Dataset entries
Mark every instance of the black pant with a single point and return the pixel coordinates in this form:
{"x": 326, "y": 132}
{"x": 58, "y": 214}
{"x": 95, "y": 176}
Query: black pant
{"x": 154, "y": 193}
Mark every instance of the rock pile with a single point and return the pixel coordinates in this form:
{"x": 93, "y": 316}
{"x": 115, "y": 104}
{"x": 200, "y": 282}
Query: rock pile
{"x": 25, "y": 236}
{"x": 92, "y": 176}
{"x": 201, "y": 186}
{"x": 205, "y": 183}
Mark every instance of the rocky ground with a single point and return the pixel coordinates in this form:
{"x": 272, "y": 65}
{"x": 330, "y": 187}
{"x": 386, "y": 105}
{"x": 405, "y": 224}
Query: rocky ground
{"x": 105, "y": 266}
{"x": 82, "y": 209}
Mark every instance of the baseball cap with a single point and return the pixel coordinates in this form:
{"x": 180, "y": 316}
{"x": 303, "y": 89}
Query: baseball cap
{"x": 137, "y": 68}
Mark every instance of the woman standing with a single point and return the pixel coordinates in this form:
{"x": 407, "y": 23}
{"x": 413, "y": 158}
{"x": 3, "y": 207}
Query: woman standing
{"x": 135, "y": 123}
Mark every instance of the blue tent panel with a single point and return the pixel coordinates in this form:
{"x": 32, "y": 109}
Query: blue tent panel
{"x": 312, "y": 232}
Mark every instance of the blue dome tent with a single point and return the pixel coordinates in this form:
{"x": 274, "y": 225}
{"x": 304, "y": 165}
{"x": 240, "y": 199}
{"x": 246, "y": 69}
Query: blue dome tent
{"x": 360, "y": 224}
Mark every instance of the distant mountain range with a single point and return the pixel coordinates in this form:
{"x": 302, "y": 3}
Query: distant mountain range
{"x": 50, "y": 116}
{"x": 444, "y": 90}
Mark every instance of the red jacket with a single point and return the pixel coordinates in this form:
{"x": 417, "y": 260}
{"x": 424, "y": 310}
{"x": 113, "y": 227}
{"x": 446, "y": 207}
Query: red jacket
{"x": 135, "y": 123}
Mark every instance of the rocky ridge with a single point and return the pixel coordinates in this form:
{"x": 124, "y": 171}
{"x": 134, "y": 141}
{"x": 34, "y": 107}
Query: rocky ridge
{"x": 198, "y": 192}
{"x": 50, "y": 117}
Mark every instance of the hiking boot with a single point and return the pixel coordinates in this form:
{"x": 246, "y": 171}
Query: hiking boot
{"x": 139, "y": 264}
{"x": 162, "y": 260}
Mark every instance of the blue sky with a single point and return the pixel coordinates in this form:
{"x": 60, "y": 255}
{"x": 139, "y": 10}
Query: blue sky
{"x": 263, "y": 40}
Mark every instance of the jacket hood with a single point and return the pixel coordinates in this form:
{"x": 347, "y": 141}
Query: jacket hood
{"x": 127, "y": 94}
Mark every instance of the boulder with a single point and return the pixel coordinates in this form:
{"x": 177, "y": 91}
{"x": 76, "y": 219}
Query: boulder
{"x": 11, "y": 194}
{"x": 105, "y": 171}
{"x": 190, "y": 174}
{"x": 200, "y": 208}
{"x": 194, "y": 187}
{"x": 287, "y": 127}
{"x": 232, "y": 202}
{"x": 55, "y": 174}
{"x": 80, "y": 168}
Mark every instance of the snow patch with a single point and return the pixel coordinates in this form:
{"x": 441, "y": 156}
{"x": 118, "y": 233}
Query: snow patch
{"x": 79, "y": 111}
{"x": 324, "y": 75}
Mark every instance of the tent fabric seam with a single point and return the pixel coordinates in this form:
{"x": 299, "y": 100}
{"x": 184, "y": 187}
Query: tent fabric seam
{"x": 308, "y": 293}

Problem requirements:
Please transcribe each of the entries, exactly as written.

Response area:
Mark every instance of the black pant with a single point and return the pixel coordinates in this form:
{"x": 326, "y": 132}
{"x": 58, "y": 214}
{"x": 95, "y": 176}
Query: black pant
{"x": 154, "y": 193}
Mark every instance of the rock pile with a single point and return the pixel coordinates in this form:
{"x": 93, "y": 316}
{"x": 115, "y": 104}
{"x": 200, "y": 282}
Query: rock pile
{"x": 25, "y": 236}
{"x": 92, "y": 176}
{"x": 201, "y": 186}
{"x": 205, "y": 183}
Mark every instance of the rocky ground with a single point and return the pixel coordinates in this form:
{"x": 272, "y": 65}
{"x": 330, "y": 187}
{"x": 386, "y": 105}
{"x": 405, "y": 224}
Query: rocky ground
{"x": 105, "y": 266}
{"x": 82, "y": 209}
Mark every instance of the baseball cap with a single point and return the pixel coordinates in this form:
{"x": 180, "y": 316}
{"x": 303, "y": 89}
Query: baseball cap
{"x": 137, "y": 68}
Mark every instance of the woman standing with a single point and return the pixel coordinates in this form:
{"x": 407, "y": 23}
{"x": 413, "y": 158}
{"x": 3, "y": 207}
Query: woman standing
{"x": 135, "y": 123}
Mark every instance of the blue tent panel with a single point and return the pixel coordinates in this form:
{"x": 32, "y": 109}
Query: blue tent panel
{"x": 312, "y": 232}
Mark every instance of the blue dome tent with a single point and return the pixel coordinates in this form:
{"x": 274, "y": 225}
{"x": 304, "y": 165}
{"x": 240, "y": 199}
{"x": 246, "y": 69}
Query: blue dome tent
{"x": 360, "y": 224}
Mark every instance of the distant mountain range with a single point and return the pixel coordinates in this form:
{"x": 302, "y": 3}
Query: distant mountain range
{"x": 50, "y": 116}
{"x": 444, "y": 90}
Mark every instance of the red jacket with a single point and return the pixel coordinates in this form:
{"x": 417, "y": 260}
{"x": 424, "y": 310}
{"x": 113, "y": 227}
{"x": 446, "y": 207}
Query: red jacket
{"x": 135, "y": 123}
Mark every instance of the rocky ridge with a single point and return the pixel coordinates in this form:
{"x": 124, "y": 171}
{"x": 134, "y": 141}
{"x": 34, "y": 107}
Query: rocky ridge
{"x": 198, "y": 192}
{"x": 50, "y": 117}
Mark every instance of the hiking boot with a single point and return the pixel coordinates in this form:
{"x": 246, "y": 171}
Query: hiking boot
{"x": 139, "y": 264}
{"x": 162, "y": 260}
Mark every instance of the blue sky with a single point and return the pixel coordinates in this form:
{"x": 60, "y": 255}
{"x": 139, "y": 10}
Query: blue sky
{"x": 263, "y": 40}
Mark every instance of the jacket hood with a single point and return the pixel coordinates in this form:
{"x": 347, "y": 141}
Query: jacket hood
{"x": 127, "y": 94}
Mark every instance of the boulder with a single point and return the pixel coordinates in this form:
{"x": 177, "y": 91}
{"x": 76, "y": 219}
Query: boulder
{"x": 11, "y": 194}
{"x": 105, "y": 171}
{"x": 190, "y": 174}
{"x": 200, "y": 208}
{"x": 194, "y": 187}
{"x": 287, "y": 127}
{"x": 232, "y": 202}
{"x": 55, "y": 174}
{"x": 80, "y": 168}
Mark every instance of the snow patch with a single point and return the pixel coordinates in this form:
{"x": 441, "y": 156}
{"x": 118, "y": 233}
Query: snow patch
{"x": 79, "y": 111}
{"x": 324, "y": 75}
Mark every instance of the tent fabric seam with a single point and return the pixel coordinates in this form:
{"x": 299, "y": 100}
{"x": 184, "y": 187}
Query: tent fabric seam
{"x": 308, "y": 293}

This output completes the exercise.